-- YOUR GOAL --
According to the gut health text, how long before and after a meal should you avoid drinking?

-- PASSAGE TO READ --

----

Your busy life needs everything to run like clockwork. However, poor gut health can feel like a spanner in the works.
We know from experience how finely tuned gastrointestinal health is, how fussy it can be and what it feels like to irritate it.
Here’s some good tweaks to add your lifestyle that your gut will love.
1. Don’t drink with your meals
Resist the urge. It’s especially hard to resist chugging back water when you sit down to a meal dehydrated because you forgot to drink anything since your last meal.
Your stomach is a highly acid environment. It’s lined with hydrochloric acid, a powerful agent in breaking down everything you put in your mouth. Your mouth begins the breakdown of starch and saturated fats, and your stomach breaks down protein.
Digestion in the stomach can only happen in an acid environment. When you drink water with your meals, you are washing digestive enzymes away and watering down your stomach acid.
You don’t want diluted stomach acid. Weak acid doesn’t break down food properly and by the time it reaches the colon, the colon has to produce extra bacteria which weakens the colon wall. This is bad news for your gut health.
Water is essential of course; it forms the mucosal lining of your stomach. Just make sure to sit down to every meal hydrated. Stop drinking half an hour before your meals and don’t drink for an hour and a half after you finish.
2. Slippery elm is the ultimate gut healer
Never heard of it? You’ll be glad you have now.
It coats, soothes and stimulates rapid healing in the lining of the gut, helping it to form stools properly. It’s the secret key to a healthy digestive system.
It heals gastritis, Crohn’s disease, colitis and irritable bowel syndrome. The time it takes to heal depends on how long you’ve been taking medication for. However, slippery elm provides relief and healing at any stage.
Here’s some top quality slippery elm capsules you can order now.
3. Gut imbalance and the acid/alkaline seesaw
The pH of your cells is very important.

----

-- DATASET EXTRACT --
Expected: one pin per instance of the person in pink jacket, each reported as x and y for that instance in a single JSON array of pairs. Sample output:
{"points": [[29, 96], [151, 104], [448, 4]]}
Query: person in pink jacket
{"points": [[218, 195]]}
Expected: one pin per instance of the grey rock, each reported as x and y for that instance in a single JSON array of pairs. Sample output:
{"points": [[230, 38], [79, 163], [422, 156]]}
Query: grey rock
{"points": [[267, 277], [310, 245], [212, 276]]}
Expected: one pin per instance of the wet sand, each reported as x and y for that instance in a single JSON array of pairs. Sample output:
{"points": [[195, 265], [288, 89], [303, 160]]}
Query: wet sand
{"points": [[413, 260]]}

----

-- REPLY TO THE TASK --
Stop drinking half an hour before the meal and don't drink for an hour and a half after finishing.